**Task brief**. Can you rewrite the listing from the line with "What to detect: pilaster" up to and including the line with "117,39 -> 495,388", adding 113 to every coordinate in the answer boxes? Keep the requests and their sample figures as they are.

**Stored records**.
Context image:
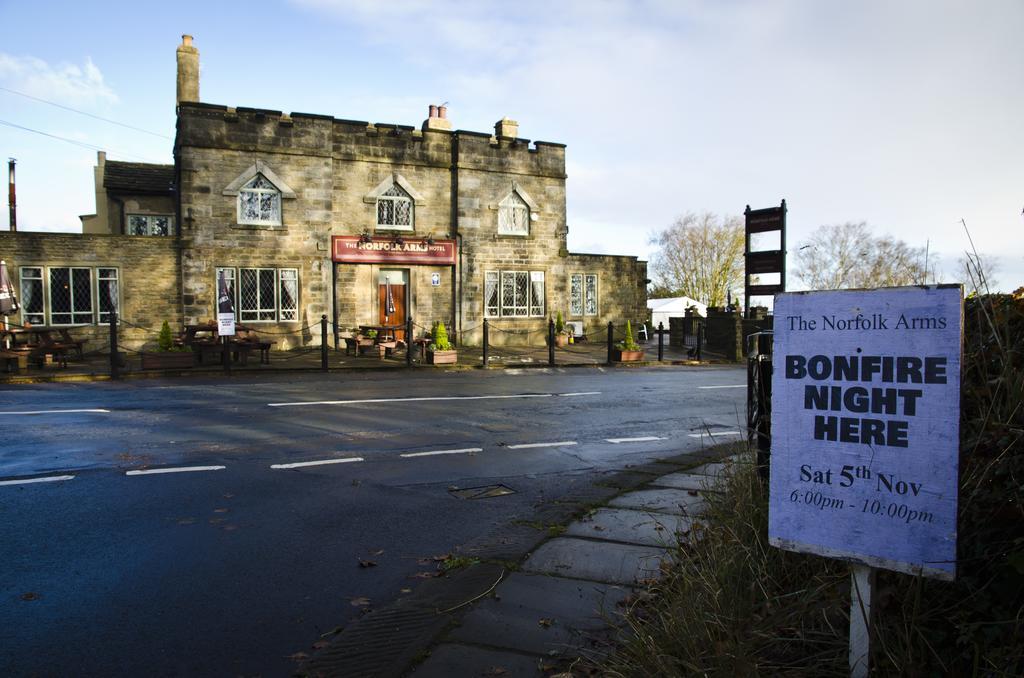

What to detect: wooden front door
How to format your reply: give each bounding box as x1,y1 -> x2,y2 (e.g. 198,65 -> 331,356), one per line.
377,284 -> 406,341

---

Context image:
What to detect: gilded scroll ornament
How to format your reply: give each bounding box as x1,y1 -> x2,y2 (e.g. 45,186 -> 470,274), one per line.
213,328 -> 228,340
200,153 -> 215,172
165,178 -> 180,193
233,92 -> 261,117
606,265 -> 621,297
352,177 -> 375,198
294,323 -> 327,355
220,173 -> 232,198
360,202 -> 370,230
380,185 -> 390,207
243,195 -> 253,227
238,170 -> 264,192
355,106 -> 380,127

---

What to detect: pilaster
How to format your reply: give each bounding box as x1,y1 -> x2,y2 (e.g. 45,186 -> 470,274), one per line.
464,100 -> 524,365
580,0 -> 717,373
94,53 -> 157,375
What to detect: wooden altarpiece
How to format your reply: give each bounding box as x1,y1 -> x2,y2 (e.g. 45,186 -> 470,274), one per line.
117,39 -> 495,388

**Result of this exercise**.
What to detect: pilaster
How to format your reply: give each bounding box as x1,y1 -> x2,y2 (e.g. 45,186 -> 470,274), one per line.
577,213 -> 637,478
693,113 -> 830,486
207,166 -> 270,488
What to detect: wooden altarpiece
How to format your reply: give each bounding box as x1,y1 -> x2,y2 (e.g. 45,186 -> 470,274), one per line.
230,152 -> 608,501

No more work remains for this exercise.